# START OF Stored rows

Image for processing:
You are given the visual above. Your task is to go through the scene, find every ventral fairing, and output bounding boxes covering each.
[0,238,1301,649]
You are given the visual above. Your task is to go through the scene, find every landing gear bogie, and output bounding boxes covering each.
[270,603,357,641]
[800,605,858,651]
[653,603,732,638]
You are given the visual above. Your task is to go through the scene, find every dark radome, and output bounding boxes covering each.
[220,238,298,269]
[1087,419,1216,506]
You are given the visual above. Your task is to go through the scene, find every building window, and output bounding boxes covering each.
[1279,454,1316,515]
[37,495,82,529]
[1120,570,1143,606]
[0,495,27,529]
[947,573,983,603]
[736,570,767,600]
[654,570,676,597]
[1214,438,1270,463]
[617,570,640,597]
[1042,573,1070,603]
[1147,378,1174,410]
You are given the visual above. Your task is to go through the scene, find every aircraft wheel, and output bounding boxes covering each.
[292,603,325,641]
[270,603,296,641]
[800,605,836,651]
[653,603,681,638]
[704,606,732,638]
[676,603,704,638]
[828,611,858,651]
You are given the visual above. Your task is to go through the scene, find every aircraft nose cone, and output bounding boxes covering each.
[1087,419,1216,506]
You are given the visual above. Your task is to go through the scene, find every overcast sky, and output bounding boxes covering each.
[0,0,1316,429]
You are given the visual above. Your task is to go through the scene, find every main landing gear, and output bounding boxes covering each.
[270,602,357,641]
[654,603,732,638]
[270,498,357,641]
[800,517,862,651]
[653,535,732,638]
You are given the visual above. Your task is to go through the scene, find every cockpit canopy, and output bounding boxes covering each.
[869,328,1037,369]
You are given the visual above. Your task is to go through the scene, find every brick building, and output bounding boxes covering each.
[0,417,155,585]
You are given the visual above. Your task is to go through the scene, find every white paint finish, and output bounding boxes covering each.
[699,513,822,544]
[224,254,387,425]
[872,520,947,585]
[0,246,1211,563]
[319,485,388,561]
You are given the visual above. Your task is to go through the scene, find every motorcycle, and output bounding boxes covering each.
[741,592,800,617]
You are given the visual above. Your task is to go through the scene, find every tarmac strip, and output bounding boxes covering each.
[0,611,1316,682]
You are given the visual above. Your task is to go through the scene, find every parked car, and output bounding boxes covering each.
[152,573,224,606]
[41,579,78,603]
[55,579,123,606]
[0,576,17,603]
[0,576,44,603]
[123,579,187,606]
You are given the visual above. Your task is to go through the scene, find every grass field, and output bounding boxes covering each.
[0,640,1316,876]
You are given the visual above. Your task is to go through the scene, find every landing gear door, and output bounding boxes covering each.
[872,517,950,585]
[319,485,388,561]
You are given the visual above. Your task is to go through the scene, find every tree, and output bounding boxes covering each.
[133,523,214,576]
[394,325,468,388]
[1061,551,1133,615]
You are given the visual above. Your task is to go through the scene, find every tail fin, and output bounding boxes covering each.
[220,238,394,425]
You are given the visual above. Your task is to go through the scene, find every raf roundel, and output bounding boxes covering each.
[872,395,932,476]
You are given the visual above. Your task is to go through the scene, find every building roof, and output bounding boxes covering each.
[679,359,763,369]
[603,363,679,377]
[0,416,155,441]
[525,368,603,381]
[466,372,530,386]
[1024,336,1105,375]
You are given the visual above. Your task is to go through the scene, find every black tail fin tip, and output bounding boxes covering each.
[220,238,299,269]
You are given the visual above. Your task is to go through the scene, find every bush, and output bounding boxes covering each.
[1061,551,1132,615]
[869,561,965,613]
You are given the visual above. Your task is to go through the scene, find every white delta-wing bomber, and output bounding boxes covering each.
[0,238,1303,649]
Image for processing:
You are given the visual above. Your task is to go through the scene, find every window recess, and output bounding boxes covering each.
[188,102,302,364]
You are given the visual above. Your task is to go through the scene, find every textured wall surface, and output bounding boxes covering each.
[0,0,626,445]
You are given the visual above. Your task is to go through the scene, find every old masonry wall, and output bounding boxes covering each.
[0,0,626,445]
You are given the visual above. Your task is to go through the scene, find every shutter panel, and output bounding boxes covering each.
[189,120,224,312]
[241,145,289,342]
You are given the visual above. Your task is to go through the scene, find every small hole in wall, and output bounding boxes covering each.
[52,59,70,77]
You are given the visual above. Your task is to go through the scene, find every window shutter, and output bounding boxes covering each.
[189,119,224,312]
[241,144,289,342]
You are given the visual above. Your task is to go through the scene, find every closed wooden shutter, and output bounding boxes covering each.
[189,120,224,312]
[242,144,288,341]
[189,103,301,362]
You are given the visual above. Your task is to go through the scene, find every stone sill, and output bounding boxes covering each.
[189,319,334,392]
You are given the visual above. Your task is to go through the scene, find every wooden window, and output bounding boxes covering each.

# END OF Stored rows

**Task instructions**
Copy every one of the entries above word for word.

**Response to this task**
Image for processing:
You are given the visual above. Your task is to go through the scene, find every ventral fairing, and output bounding boxes covering each.
[0,238,1301,649]
You are given the visual above. Your task is to go through the scene, find every landing gear bogie, and output bounding boxes covering each.
[270,603,357,641]
[800,605,858,651]
[653,603,732,638]
You are given the visual above. Your task is to go through the scene, find every dark radome, and output bounding boxes covering each.
[220,238,298,269]
[1087,419,1216,506]
You are given the visual above. Your task is to go through the scene, find every building window, and output bounding boxes covering each.
[1279,454,1316,515]
[37,495,82,529]
[1120,570,1143,606]
[0,495,27,529]
[947,573,983,603]
[736,570,767,600]
[654,570,676,597]
[1214,438,1270,463]
[617,570,640,597]
[1042,573,1070,603]
[1147,378,1174,410]
You are given the visual above. Your task is to go through the scene, find every aircraft wheel, and output bounding boxes covering each.
[292,603,325,641]
[270,603,296,641]
[800,605,836,651]
[653,603,681,638]
[704,606,732,638]
[676,603,704,638]
[828,611,858,651]
You are given the visual above. Your task is to go through the scene, find every aircraft nose cone, and output bounding boxes covering each.
[1087,419,1216,506]
You are given the visual above. Your task is to go through the scene, find every overcast sky, and output bounding boxes covering each.
[0,0,1316,429]
You are given the visual above. Your task is to go through the scene, find every main landing gear, and output bounding boxes covering each.
[270,602,357,641]
[654,603,732,638]
[270,498,357,641]
[800,517,862,651]
[653,535,732,638]
You are given the visual above. Your task is to go through the scene, find every cockpit canopy, and output bounding boxes covering each.
[869,328,1037,369]
You are given the visual above. Your task is to go through the scene, find every brick building, and output bounding boxes covering each.
[0,417,155,585]
You are given the visual above. Your task is to go through the scene, find every white paint finish, and output bounding boxes covering each.
[699,513,822,544]
[224,254,387,425]
[872,520,947,585]
[0,246,1211,563]
[319,485,388,561]
You are given the visual above. Your task is to go through the scene, find every motorcycle, and output bounding boxes covering each.
[741,592,800,617]
You are given the visual above. Your task is to go through the scene, find every tarmac strip, and output bounding boxes covering each.
[0,611,1316,682]
You are given the visual above. Your task is to go through the scene, find every parked car, and output bounding boxes covering each.
[152,573,224,606]
[41,579,78,603]
[55,579,123,606]
[0,576,17,603]
[0,576,44,603]
[123,579,187,606]
You are given the visual above. Your task is to go through the scene, find every grass field, and output bounding boxes covering each.
[0,640,1316,876]
You are given the visual above. Your task is to go through the scene, find every landing gear door, and output bounding boxes covering each.
[872,517,950,585]
[319,485,388,561]
You are given the visual above. Your task is to go through the scene, find every tree, and output bounding boxes covering each.
[133,523,214,576]
[394,325,468,388]
[1061,551,1133,615]
You are given the visual above. Your task is to go through the scene, find every tail fin, and output bounding boxes covering each.
[220,238,394,425]
You are given the visual above. Your task is to go through the scene, find every raf roundel, and output bounding boxes covering each.
[872,395,932,476]
You are given the visual above. Your task is to go through the scene, find every building roof, and output bounding boxes covering each.
[679,359,763,369]
[603,363,679,377]
[0,416,155,441]
[525,368,603,381]
[466,372,530,386]
[1024,336,1105,375]
You are given the visual above. Your task is to go through the scene, find every black tail fin tip, and output bounding boxes covering each.
[220,238,299,269]
You are given the visual above. Your task is to go through the scene, find every bush, and output bounding boxes covering each.
[1061,551,1132,615]
[869,561,965,613]
You are given the visual above. Your task is to go through the scene, find every white delta-wing bomber, and output bounding boxes covering each.
[0,238,1303,649]
Image for processing:
You are given the visual above. Your task is to go through the scene, find every window recess, and output bounding boxes covering each.
[188,102,302,364]
You are given the visual above. Your task is to go through the scene, find every textured wall surface, and output bounding boxes covering each.
[0,0,626,445]
You are given the visual above. Your task is to go through the scene, find every old masonry wall, and output bounding boxes covering each.
[0,0,626,445]
You are given the visual above. Your task is to go through the scene, find every shutter panel, and output bounding boxes covering each.
[189,120,224,312]
[241,145,289,342]
You are given the visual above. Your task is to go through the scene, find every small hole in wall, and output bounding boxes covering each.
[52,59,70,77]
You are given the visual above. Your task is to go through the scene, find every window shutter, and output bounding boxes covering each.
[189,119,224,312]
[241,144,289,342]
You are given the visual above. Your task is to go through the scene, find every closed wooden shutter, and output bounding boxes covering each.
[189,120,224,312]
[242,144,288,341]
[189,103,301,362]
You are given the visual above. Your task is to go through the scene, find every stone sill, and output bounding boxes covering each.
[189,319,334,392]
You are given the visual above. Your task is to go through the scene, find every wooden window, and output bounding boxes covering each.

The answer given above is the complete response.